**** ФРАГМЕНТ СТРАНИЦЫ
# Куплю баян "Юпитер" б/у



## Клара (13 Мар 2016)

Уважаемые коллеги! Помогите, подскажите пожалуйста.
Нужен  баян "Юпитер"  б/у, в хорошем состоянии для ребенка 11лет. Желательно Баринова, 3х голосный ( на сайте модель 5).


----------



## zet10 (13 Мар 2016)

Что подсказать?Вы хотите купить?Есть... Цена 200 т.р


----------



## rukki (14 Мар 2016)

звиняюсь за оффтоп... может у кого нибудь есть тула заказная трехрядная готовая? для мальчика второго класса ДМШ? мальчику 13 лет...


----------



## zet10 (14 Мар 2016)

Есть! Цена 35 т.р.


----------



## rukki (14 Мар 2016)

а в личку можно поподробнее? спасибо заранее...


----------



## Dmvlad (14 Мар 2016)

rukki писал:


> а в личку можно поподробнее? спасибо заранее...


----------



## Клара (15 Мар 2016)

zet10 писал:


> Что подсказать?Вы хотите купить?Есть... Цена 200 т.р


Можно в личку поподробнее?


----------
********
§ ИНСТРУКЦИЯ A
Извлеките все строки записей из набора данных, приведенных ниже, и воспроизведите их дословно, ничего не меняя.
**** ПРЕДОСТАВЛЕННЫЕ ЗАПИСИ
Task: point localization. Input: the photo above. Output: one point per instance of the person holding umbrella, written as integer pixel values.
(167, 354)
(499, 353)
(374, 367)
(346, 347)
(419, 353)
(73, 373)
********
§ ИНСТРУКЦИЯ B
Приведите отрывок ветки форума о покупке баяна от слов «# Куплю баян» до слов «сайте модель 5).» включительно, переименовав «Юпитер» в «Рубин».

§ ОТВЕТ НА ЗАДАНИЕ A
Task: point localization. Input: the photo above. Output: one point per instance of the person holding umbrella, written as integer pixel values.
(167, 354)
(499, 353)
(374, 367)
(346, 347)
(419, 353)
(73, 373)

§ ОТВЕТ НА ЗАДАНИЕ B
# Куплю баян "Рубин" б/у



## Клара (13 Мар 2016)

Уважаемые коллеги! Помогите, подскажите пожалуйста.
Нужен  баян "Рубин"  б/у, в хорошем состоянии для ребенка 11лет. Желательно Баринова, 3х голосный ( на сайте модель 5).